-------- Fragmento de página

Lo que pocos esperaban era la intensidad de su propuesta en directo. Lewis y su banda transformaron estas composiciones, junto con piezas de trabajos anteriores, en un discurso sonoro más denso y corpóreo, donde las guitarras adquirieron un protagonismo inusitado. El sonido, por momentos cercano al ímpetu grunge, se entrelazaba con estructuras melódicas hipnóticas, generando un equilibrio entre la crudeza instrumental y la elegancia interpretativa. Durante la hora y media que duró el concierto, el público permaneció inmerso en una atmósfera sobrecogedora y casi litúrgica que el músico consiguió crear sobre el escenario. Lewis demostró no solo un dominio absoluto de su registro vocal, sino también una notable capacidad para convertir la introspección de su obra en una experiencia colectiva de profunda intensidad emocional.

Ashley Plomer, quien más tarde se uniría al escenario como miembro de la banda del protagonista de la noche, fue el encargado de inaugurar la velada armado únicamente con su guitarra. El joven músico británico, que el pasado año comenzó a dar a conocer sus primeras composiciones, ofreció un breve pero sugerente repertorio con el que dejó entrever la dirección estética de su propuesta: una conjunción entre la tradición de la canción americana de corte melancólico y ciertos ecos de la escena noventera, cercana al sonido íntimo y confesional del pop de dormitorio que artistas como Alex G consolidarían en sus etapas menos experimentales. Su actuación permitió vislumbrar cómo sus composiciones transitan por esa delgada frontera entre la vulnerabilidad emocional y la exploración instrumental.

----------------
-------- Entradas de datos

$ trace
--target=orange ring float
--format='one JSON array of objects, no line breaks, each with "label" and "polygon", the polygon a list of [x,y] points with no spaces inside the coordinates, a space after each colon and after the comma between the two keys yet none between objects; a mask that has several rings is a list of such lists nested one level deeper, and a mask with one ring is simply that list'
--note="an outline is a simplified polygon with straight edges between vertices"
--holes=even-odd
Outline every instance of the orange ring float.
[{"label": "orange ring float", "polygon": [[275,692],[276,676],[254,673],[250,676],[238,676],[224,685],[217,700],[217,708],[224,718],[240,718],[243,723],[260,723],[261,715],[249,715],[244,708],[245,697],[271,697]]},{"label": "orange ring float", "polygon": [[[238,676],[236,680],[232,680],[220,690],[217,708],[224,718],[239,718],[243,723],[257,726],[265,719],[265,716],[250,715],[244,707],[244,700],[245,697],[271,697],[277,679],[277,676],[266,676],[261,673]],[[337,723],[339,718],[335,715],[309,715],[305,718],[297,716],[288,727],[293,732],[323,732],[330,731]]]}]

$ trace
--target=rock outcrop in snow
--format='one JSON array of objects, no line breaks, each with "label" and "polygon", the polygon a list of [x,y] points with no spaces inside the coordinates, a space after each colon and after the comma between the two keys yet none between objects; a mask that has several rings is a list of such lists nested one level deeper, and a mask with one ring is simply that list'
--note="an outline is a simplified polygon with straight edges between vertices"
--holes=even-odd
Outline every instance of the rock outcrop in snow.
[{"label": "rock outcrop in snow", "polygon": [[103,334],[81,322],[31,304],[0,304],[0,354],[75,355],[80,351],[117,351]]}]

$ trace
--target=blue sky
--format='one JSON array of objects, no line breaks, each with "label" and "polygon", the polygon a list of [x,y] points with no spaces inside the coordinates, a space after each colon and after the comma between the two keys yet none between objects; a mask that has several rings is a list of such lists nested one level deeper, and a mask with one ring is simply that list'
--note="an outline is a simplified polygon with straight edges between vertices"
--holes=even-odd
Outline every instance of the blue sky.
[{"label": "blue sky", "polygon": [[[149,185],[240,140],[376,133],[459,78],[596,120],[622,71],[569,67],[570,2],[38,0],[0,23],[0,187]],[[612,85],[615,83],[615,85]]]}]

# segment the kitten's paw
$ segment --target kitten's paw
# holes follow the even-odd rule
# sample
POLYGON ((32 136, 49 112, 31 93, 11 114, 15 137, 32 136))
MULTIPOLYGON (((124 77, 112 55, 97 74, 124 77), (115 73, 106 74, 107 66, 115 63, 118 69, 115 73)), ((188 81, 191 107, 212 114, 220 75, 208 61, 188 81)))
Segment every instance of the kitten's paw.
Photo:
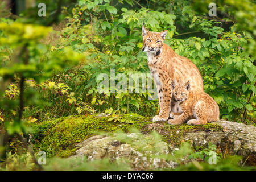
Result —
POLYGON ((198 121, 196 119, 190 119, 189 121, 188 121, 187 123, 188 125, 198 125, 197 124, 198 121))
POLYGON ((168 120, 168 121, 167 121, 167 123, 168 123, 168 124, 170 124, 170 125, 174 125, 174 124, 173 124, 173 122, 174 122, 174 119, 169 119, 168 120))
POLYGON ((175 116, 175 115, 174 115, 174 114, 173 112, 170 113, 170 114, 169 114, 169 117, 170 117, 170 118, 172 118, 172 119, 174 119, 174 116, 175 116))
POLYGON ((167 122, 168 124, 170 124, 170 125, 180 125, 180 123, 179 123, 179 122, 177 122, 176 120, 172 119, 169 119, 169 120, 168 120, 167 122))
POLYGON ((169 118, 167 117, 161 117, 160 115, 155 115, 153 118, 153 122, 160 121, 167 121, 169 118))

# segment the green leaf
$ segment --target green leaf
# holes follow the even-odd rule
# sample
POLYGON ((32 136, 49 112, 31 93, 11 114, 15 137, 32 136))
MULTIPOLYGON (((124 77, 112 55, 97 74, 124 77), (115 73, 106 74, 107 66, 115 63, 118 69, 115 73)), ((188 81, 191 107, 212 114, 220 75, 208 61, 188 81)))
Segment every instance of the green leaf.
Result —
POLYGON ((113 6, 108 5, 108 6, 106 6, 106 8, 109 13, 113 13, 114 15, 117 13, 117 9, 113 6))
POLYGON ((136 107, 137 107, 138 109, 139 109, 139 104, 138 103, 137 100, 131 100, 130 103, 131 104, 133 104, 133 105, 135 106, 136 107))
POLYGON ((195 46, 196 46, 196 48, 197 49, 197 50, 200 51, 200 49, 201 49, 201 44, 198 42, 196 42, 195 46))
POLYGON ((123 27, 119 27, 118 28, 118 31, 119 31, 119 32, 120 33, 123 34, 124 36, 126 36, 127 31, 126 31, 126 30, 125 30, 124 28, 123 28, 123 27))
POLYGON ((246 104, 246 105, 245 105, 245 107, 246 107, 246 109, 247 109, 248 110, 253 110, 253 107, 251 106, 251 105, 250 104, 246 104))

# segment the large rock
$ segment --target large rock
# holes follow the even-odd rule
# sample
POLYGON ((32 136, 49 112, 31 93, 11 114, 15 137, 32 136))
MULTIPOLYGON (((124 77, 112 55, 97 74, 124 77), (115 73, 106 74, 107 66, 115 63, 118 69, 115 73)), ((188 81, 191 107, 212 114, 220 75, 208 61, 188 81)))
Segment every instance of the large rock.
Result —
MULTIPOLYGON (((233 154, 242 155, 247 159, 250 164, 255 165, 256 156, 255 127, 234 122, 221 120, 213 122, 211 125, 205 125, 203 129, 199 126, 190 126, 184 124, 182 126, 170 126, 164 122, 155 122, 146 125, 142 131, 147 135, 146 129, 158 131, 164 138, 167 138, 167 143, 163 142, 163 148, 158 154, 172 152, 176 149, 176 143, 182 141, 189 141, 195 146, 207 147, 209 142, 216 144, 223 154, 233 154), (208 127, 210 126, 210 127, 208 127), (217 126, 216 127, 212 126, 217 126), (182 127, 181 127, 182 126, 182 127), (184 128, 191 129, 185 129, 184 128), (216 129, 218 128, 218 129, 216 129), (174 134, 182 134, 176 135, 174 134), (168 138, 168 136, 171 136, 168 138), (168 140, 169 138, 169 140, 168 140), (178 142, 177 142, 178 141, 178 142)), ((139 137, 135 133, 127 134, 127 137, 134 137, 139 141, 139 137)), ((168 166, 174 168, 177 163, 173 162, 165 162, 162 160, 152 161, 147 159, 144 154, 136 151, 127 143, 120 142, 114 136, 96 135, 92 136, 78 145, 80 148, 76 151, 77 156, 86 155, 89 159, 101 159, 104 157, 115 160, 119 158, 127 157, 131 159, 135 168, 148 169, 149 166, 162 167, 168 166)), ((157 160, 157 159, 156 159, 157 160)))
POLYGON ((254 160, 256 155, 256 127, 241 123, 220 120, 213 122, 222 127, 222 131, 187 133, 185 140, 193 145, 206 146, 209 142, 221 147, 226 152, 249 157, 254 160))
MULTIPOLYGON (((139 139, 137 133, 126 135, 127 137, 132 138, 137 141, 139 139)), ((166 162, 157 158, 148 158, 147 154, 137 151, 130 144, 117 140, 115 135, 101 135, 90 137, 78 144, 80 148, 76 151, 76 156, 85 155, 89 160, 108 158, 110 161, 114 161, 121 158, 126 158, 131 162, 132 168, 138 170, 163 167, 175 168, 177 165, 174 162, 166 162)), ((169 152, 167 145, 166 143, 163 143, 158 155, 169 152)), ((148 152, 150 153, 151 151, 148 152)))

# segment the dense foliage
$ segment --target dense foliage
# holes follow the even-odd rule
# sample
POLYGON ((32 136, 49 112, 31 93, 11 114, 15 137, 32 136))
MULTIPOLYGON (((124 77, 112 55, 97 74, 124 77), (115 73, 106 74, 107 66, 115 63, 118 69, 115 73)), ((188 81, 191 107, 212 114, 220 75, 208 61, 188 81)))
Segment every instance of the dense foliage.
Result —
POLYGON ((110 121, 129 123, 117 114, 157 114, 158 101, 148 99, 154 93, 148 90, 98 92, 99 75, 110 76, 111 69, 115 85, 118 74, 149 73, 143 23, 152 31, 168 29, 165 43, 196 64, 221 119, 255 125, 253 1, 216 2, 216 18, 208 16, 209 2, 201 1, 52 2, 45 2, 48 19, 36 18, 36 8, 15 20, 0 11, 0 122, 9 135, 26 137, 32 123, 71 115, 105 113, 110 121), (42 26, 52 23, 53 30, 42 26))

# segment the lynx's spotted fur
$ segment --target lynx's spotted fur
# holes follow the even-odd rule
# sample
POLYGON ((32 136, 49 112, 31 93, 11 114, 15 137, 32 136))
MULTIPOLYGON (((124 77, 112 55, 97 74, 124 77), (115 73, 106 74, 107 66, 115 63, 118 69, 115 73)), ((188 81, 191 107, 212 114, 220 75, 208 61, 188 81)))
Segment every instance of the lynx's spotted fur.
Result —
POLYGON ((208 94, 190 91, 189 81, 178 85, 172 81, 172 98, 179 102, 183 112, 180 115, 171 113, 174 119, 169 119, 169 124, 180 125, 188 120, 188 125, 205 125, 219 120, 218 104, 208 94))
POLYGON ((150 72, 156 84, 160 111, 153 121, 167 121, 170 111, 181 113, 179 102, 171 100, 171 80, 183 82, 191 80, 191 91, 204 92, 203 79, 196 66, 190 60, 176 54, 164 43, 167 31, 148 31, 142 27, 143 51, 147 52, 150 72))

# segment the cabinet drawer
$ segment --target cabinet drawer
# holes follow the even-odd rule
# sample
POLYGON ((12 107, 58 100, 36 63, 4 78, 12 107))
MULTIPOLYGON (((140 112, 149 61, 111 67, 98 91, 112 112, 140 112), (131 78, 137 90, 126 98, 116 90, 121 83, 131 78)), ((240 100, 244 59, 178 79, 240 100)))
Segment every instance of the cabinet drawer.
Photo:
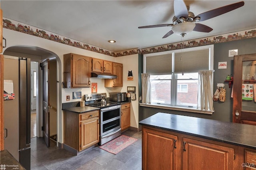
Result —
POLYGON ((256 152, 244 150, 244 163, 246 164, 246 169, 256 170, 256 152))
POLYGON ((121 109, 126 109, 130 108, 130 103, 124 104, 121 105, 121 109))
POLYGON ((79 115, 79 121, 84 121, 92 117, 98 117, 99 111, 88 112, 86 113, 80 114, 79 115))

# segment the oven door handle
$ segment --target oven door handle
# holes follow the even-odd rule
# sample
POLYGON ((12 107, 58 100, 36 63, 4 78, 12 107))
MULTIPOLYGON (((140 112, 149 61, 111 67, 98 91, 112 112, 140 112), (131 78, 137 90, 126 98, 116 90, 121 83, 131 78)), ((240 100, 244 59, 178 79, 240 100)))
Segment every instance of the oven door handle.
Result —
POLYGON ((117 106, 112 106, 109 107, 107 107, 106 108, 102 109, 100 109, 100 111, 111 111, 111 110, 114 110, 120 108, 121 108, 121 105, 118 105, 117 106))
POLYGON ((116 133, 117 132, 120 131, 120 130, 121 130, 121 128, 116 130, 115 130, 114 132, 112 132, 111 133, 110 133, 107 135, 104 135, 103 136, 101 136, 101 138, 106 138, 107 137, 109 136, 111 136, 113 134, 116 133))

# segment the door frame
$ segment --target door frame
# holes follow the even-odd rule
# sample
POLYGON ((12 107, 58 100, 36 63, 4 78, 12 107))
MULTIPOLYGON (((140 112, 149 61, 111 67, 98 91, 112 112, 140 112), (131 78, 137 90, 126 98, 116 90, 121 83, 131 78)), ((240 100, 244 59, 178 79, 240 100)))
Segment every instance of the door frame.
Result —
MULTIPOLYGON (((18 57, 25 57, 31 59, 31 61, 36 61, 38 63, 40 63, 45 60, 46 59, 54 58, 57 60, 57 134, 58 140, 57 142, 57 146, 58 146, 58 144, 62 143, 62 129, 61 127, 62 126, 62 102, 61 99, 62 93, 62 84, 59 82, 61 82, 62 71, 61 71, 61 61, 58 56, 54 52, 49 51, 47 49, 43 49, 40 47, 34 46, 24 45, 15 45, 12 46, 7 47, 6 48, 4 49, 3 54, 8 55, 14 56, 18 57), (21 48, 20 51, 15 51, 15 53, 13 53, 12 51, 13 47, 22 47, 21 48), (26 54, 24 53, 27 50, 33 49, 33 51, 35 51, 38 52, 38 54, 35 54, 34 53, 33 55, 30 54, 29 53, 26 54), (44 53, 45 54, 44 56, 41 56, 40 51, 43 51, 44 53), (48 55, 46 55, 45 53, 47 53, 48 55), (60 128, 59 128, 60 127, 60 128)), ((38 91, 37 92, 37 106, 36 106, 36 122, 37 122, 37 130, 36 134, 38 137, 42 137, 42 131, 41 129, 41 127, 42 125, 42 75, 41 71, 39 71, 40 68, 38 65, 38 82, 37 83, 38 84, 38 91), (39 109, 41 108, 42 109, 39 109)), ((3 78, 3 77, 2 77, 3 78)))

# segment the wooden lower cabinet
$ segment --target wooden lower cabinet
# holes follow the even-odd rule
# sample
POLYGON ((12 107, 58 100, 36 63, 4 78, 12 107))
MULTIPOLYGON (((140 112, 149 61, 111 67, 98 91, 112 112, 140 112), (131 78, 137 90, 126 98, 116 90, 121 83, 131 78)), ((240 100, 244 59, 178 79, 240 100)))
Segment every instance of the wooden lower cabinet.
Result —
POLYGON ((64 112, 64 143, 80 151, 100 141, 98 110, 76 113, 64 112))
POLYGON ((256 150, 142 126, 142 169, 256 170, 256 150))
POLYGON ((233 170, 234 148, 183 138, 183 169, 233 170))
POLYGON ((130 103, 121 106, 121 129, 122 131, 129 128, 131 125, 130 103))
POLYGON ((142 169, 178 169, 176 136, 144 128, 142 169))
POLYGON ((244 150, 244 161, 242 166, 246 170, 256 170, 256 151, 244 150))

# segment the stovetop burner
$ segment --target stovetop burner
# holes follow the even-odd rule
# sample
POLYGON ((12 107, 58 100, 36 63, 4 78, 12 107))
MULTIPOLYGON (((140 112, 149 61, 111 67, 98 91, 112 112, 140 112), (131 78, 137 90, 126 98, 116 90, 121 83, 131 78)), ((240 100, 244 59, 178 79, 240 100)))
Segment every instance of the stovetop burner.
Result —
POLYGON ((120 103, 112 101, 102 102, 102 99, 106 99, 106 93, 85 95, 85 105, 103 108, 120 105, 120 103))
POLYGON ((119 103, 112 102, 111 101, 106 102, 106 104, 102 104, 101 102, 95 102, 92 103, 90 103, 86 105, 87 106, 92 106, 97 107, 104 107, 108 106, 114 106, 120 105, 119 103))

----------------

(Enunciado): Transcribe completo el fragmento sobre el concierto de Lewis, sin cambiar ni una palabra.

(Solución escrita):
Lo que pocos esperaban era la intensidad de su propuesta en directo. Lewis y su banda transformaron estas composiciones, junto con piezas de trabajos anteriores, en un discurso sonoro más denso y corpóreo, donde las guitarras adquirieron un protagonismo inusitado. El sonido, por momentos cercano al ímpetu grunge, se entrelazaba con estructuras melódicas hipnóticas, generando un equilibrio entre la crudeza instrumental y la elegancia interpretativa. Durante la hora y media que duró el concierto, el público permaneció inmerso en una atmósfera sobrecogedora y casi litúrgica que el músico consiguió crear sobre el escenario. Lewis demostró no solo un dominio absoluto de su registro vocal, sino también una notable capacidad para convertir la introspección de su obra en una experiencia colectiva de profunda intensidad emocional.

Ashley Plomer, quien más tarde se uniría al escenario como miembro de la banda del protagonista de la noche, fue el encargado de inaugurar la velada armado únicamente con su guitarra. El joven músico británico, que el pasado año comenzó a dar a conocer sus primeras composiciones, ofreció un breve pero sugerente repertorio con el que dejó entrever la dirección estética de su propuesta: una conjunción entre la tradición de la canción americana de corte melancólico y ciertos ecos de la escena noventera, cercana al sonido íntimo y confesional del pop de dormitorio que artistas como Alex G consolidarían en sus etapas menos experimentales. Su actuación permitió vislumbrar cómo sus composiciones transitan por esa delgada frontera entre la vulnerabilidad emocional y la exploración instrumental.